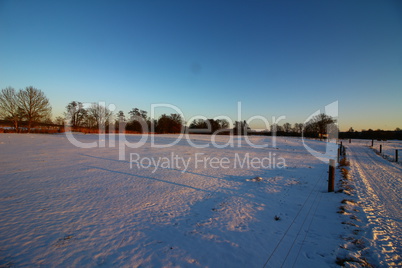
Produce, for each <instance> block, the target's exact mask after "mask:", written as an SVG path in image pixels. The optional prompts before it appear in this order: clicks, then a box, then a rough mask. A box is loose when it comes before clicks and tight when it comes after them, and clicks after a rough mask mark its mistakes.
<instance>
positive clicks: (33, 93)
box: [0, 86, 402, 140]
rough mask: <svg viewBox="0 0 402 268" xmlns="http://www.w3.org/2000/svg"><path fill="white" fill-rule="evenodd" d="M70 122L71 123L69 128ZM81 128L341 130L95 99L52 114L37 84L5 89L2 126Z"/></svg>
mask: <svg viewBox="0 0 402 268" xmlns="http://www.w3.org/2000/svg"><path fill="white" fill-rule="evenodd" d="M66 127H67V129H66ZM64 131H78V132H83V133H99V132H105V133H110V132H114V133H122V132H124V133H144V132H147V133H149V132H153V133H159V134H166V133H183V132H186V133H194V134H195V133H198V134H219V135H231V134H233V135H267V136H272V135H277V136H302V135H303V136H306V137H313V138H326V137H327V136H328V135H331V133H336V132H338V129H337V125H336V120H335V119H334V118H332V117H330V116H328V115H326V114H319V115H316V116H315V117H313V118H312V119H311V120H310V121H308V122H307V123H305V124H302V123H296V124H293V125H292V124H290V123H284V124H283V125H271V126H270V129H269V130H265V131H255V130H252V129H251V128H250V127H249V125H248V124H247V122H246V121H235V122H234V124H233V126H230V125H229V122H228V121H226V120H222V119H217V120H215V119H196V120H194V121H192V122H189V124H188V122H185V120H184V118H182V117H181V116H180V115H179V114H169V115H167V114H162V115H161V116H160V117H159V118H158V119H154V118H150V117H149V116H148V113H147V112H146V111H144V110H141V109H138V108H133V109H131V110H130V111H129V112H128V115H127V116H126V115H125V114H124V112H123V111H118V112H117V113H116V114H113V113H112V112H111V111H110V110H109V109H108V108H107V107H105V106H102V105H100V104H98V103H93V104H91V105H90V106H89V107H88V106H86V107H85V106H84V104H83V103H82V102H79V101H72V102H70V103H68V104H67V106H66V108H65V112H64V116H58V117H57V118H56V119H55V120H54V121H53V120H51V106H50V102H49V100H48V98H47V97H46V96H45V94H44V93H43V92H42V91H41V90H38V89H36V88H34V87H32V86H30V87H26V88H25V89H21V90H19V91H16V90H15V89H14V88H12V87H8V88H5V89H2V90H1V92H0V132H17V133H27V132H28V133H29V132H31V133H55V132H64ZM339 138H341V139H400V140H402V131H401V129H399V128H397V129H395V130H394V131H384V130H380V129H378V130H372V129H369V130H362V131H360V132H358V131H354V130H353V128H350V129H349V131H347V132H339Z"/></svg>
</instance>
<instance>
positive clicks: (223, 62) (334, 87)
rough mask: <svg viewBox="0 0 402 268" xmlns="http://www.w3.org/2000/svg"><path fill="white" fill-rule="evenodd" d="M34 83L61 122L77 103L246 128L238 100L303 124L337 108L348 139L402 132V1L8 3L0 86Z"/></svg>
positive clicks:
************
**REQUIREMENT:** Could you copy out every line in the listing where the word "clicks" appears?

**TASK RESULT:**
Produce, for each <instance> block, the target's exact mask after "mask:", written as an SVG path in image pixels. The optional prompts before it appear in this order: clicks, then a box, then a rough mask. A box is loose when it comes before clicks and tight when it comes after them, and clicks after a rough mask mark its mistakes.
positive clicks: (33, 93)
positive clicks: (223, 62) (334, 87)
positive clicks:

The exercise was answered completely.